_REQUIRED TASK 1_. Copy the records word for word, starting at the line that contains "Trace the outline of every instance of the silhouetted" and ending with the last line of the records.
_REQUIRED TASK 2_. Go on with the forum thread about Fermat's Last Theorem from the point where it stops.

------ TEXT BLOCK ------

You won't be able to reproduce Wiles's Argument, or at least I'm confident you won't understand it; I know I wouldn't if I read it. It shows that all semi-stable ellitpic curves are moduilar, and i seem to recall something about galois representations being required. In anycase that is not important.

 

"Saying that only n=3,4,5 are primitive is pointless, none of the solutions for those cases are general solutions to the problem, they are in effect a waste of time. Are you able to reproduce Wiles argument? I probably could but I can't find a full exposition of it anywhere."

 

RIght, i didn't say n=3,4,5, I said in the n=2 case 3,4,5 is primitive and 6,8,10 isn't as solutions ot x^2+y^2=z^2, nor did i say that anything about theer being no other solutions.

 

The stuff aobut x^n mapping to z[x,y] doesn't make sense since even now since you haven't stated the domain of the map. HOw do I send x^n, (an element of Z[x]?) to something in Z[y,z]? or is it only a map fram n'th powers of elements of N to something? It is not a well defined function! And the expression

 

x^n=z^n-y^n

 

does not define a function to Z[y,z] (function from where?)

 

 

Better, perhaps is to look at the images of the two maps x--->x^n from N to Z, and (y,z)-->z^n-y^n from NxN to Z and look at their intersection as a subset of Z, wh ich is empty when n>2

Posted

Hopefully we can get past the semantics a little bit now that we know each other better. Yes, f:N->N where f(n)=p_n is a function but it doe snot produce prime numbers. In fact is'nt it true to say that it might be useful as a logical construct but in real life because we cannot derive and algortihm for its computation (like we can with say g(x)=x^2) it is of no practical use at all?

 

Here is my idea on that x^n=z^n-y^n. We ar enot talking function we are talking map. On the left see a representative of the set {x^n|n>2, x an integer} on the right see a representative of the set {z^n-y^n|n>2, y, z integers}

 

An assumption of a solution to Fermat says that for at least one pair of numbers in those sets the equation holds. If we can now show one solution implies infinitely many perhaps we can deduce reductio ad absurdum or some other contradiction. The point of the factorization I did on the left was to suggest that we could look at the monoids(?) formed by adding multiplication to the sets I listed above. It's a dead end but I don't think the reasoning was as ridiculuous as you made it out to be.

------ MATERIALS PROVIDED ------

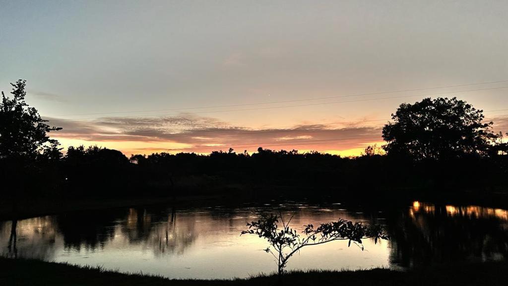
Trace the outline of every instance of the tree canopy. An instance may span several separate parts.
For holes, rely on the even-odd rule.
[[[7,97],[2,92],[0,103],[0,158],[35,160],[40,157],[59,159],[59,144],[47,132],[60,128],[45,123],[37,109],[25,102],[26,81],[18,80]],[[57,158],[56,158],[57,157]]]
[[[403,103],[383,128],[384,148],[416,160],[486,156],[497,135],[484,118],[483,110],[455,97]]]

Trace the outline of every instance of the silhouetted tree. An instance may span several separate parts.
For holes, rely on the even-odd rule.
[[[11,83],[11,99],[2,92],[0,103],[0,158],[35,160],[42,155],[52,158],[61,156],[56,140],[47,133],[59,130],[44,123],[37,110],[25,102],[25,81]]]
[[[496,135],[484,117],[483,110],[455,97],[403,103],[383,128],[384,148],[417,160],[485,156]]]
[[[270,246],[264,250],[275,258],[279,278],[285,272],[289,259],[305,246],[335,240],[348,240],[348,246],[354,242],[363,250],[362,239],[373,238],[375,243],[379,239],[388,239],[385,230],[380,226],[369,226],[360,222],[353,223],[344,219],[323,223],[317,227],[312,224],[305,225],[302,232],[304,236],[302,237],[296,230],[290,227],[292,218],[291,217],[285,221],[280,214],[262,214],[257,221],[247,224],[248,230],[241,232],[241,235],[256,235],[268,241]],[[282,224],[281,228],[279,227],[279,223]]]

------

_REPLY 1_.
Trace the outline of every instance of the silhouetted tree. An instance may span several separate parts.
For holes, rely on the even-odd rule.
[[[11,83],[11,99],[2,92],[0,103],[0,158],[35,160],[42,155],[52,158],[61,156],[56,140],[47,133],[59,130],[44,123],[37,110],[25,102],[25,81]]]
[[[496,135],[484,117],[483,110],[455,97],[403,103],[383,128],[384,148],[417,160],[485,156]]]
[[[270,246],[264,250],[275,258],[279,278],[285,272],[289,259],[305,246],[335,240],[348,240],[348,246],[354,242],[363,250],[362,239],[373,238],[375,243],[379,239],[388,239],[385,230],[380,226],[369,226],[360,222],[353,223],[344,219],[323,223],[317,227],[312,224],[305,225],[302,232],[304,236],[302,237],[296,230],[290,227],[292,218],[291,217],[285,221],[280,214],[262,214],[257,221],[247,224],[248,230],[241,232],[241,235],[256,235],[268,241]],[[282,224],[281,228],[279,227],[279,223]]]

_REPLY 2_.
 

By the way the issue of sequences and factorization is very interesting to me that's why I posted that factorization thread. You of all people should find something worth commenting on there.

Posted
Hopefully we can get past the semantics a little bit now that we know each other better. Yes, f:N->N where f(n)=p_n is a function but it doe snot produce prime numbers. In fact is'nt it true to say that it might be useful as a logical construct but in real life because we cannot derive and algortihm for its computation (like we can with say g(x)=x^2) it is of no practical use at all?

 

 

right, then what is pi^2 to 10,000 decimal places? Plus there is an algorithm for working out the n'th prime, it just takes a long time. Existence is different from utility, a distinction you are not making.

 

Here is my idea on that x^n=z^n-y^n. We ar enot talking function we are talking map. On the left see a representative of the set {x^n|n>2, x an integer} on the right see a representative of the set {z^n-y^n|n>2, y, z integers}

 

 

then why not simply talk about the sets and their intesection? you are completely abusing that equals sign. functions and maps are the same thing.

 

An assumption of a solution to Fermat says that for at least one pair of numbers in those sets the equation holds. If we can now show one solution implies infinitely many perhaps we can deduce reductio ad absurdum or some other contradiction. The point of the factorization I did on the left was to suggest that we could look at the monoids(?) formed by adding multiplication to the sets I listed above. It's a dead end but I don't think the reasoning was as ridiculuous as you made it out to be.

 

it wasn't your reasoning, since it is impossible for me to deduce what you reasoning was. it was the fact that you wrote something that could not be made to make any sense with standard meanings, and I cannot second guess what your thoughts might be.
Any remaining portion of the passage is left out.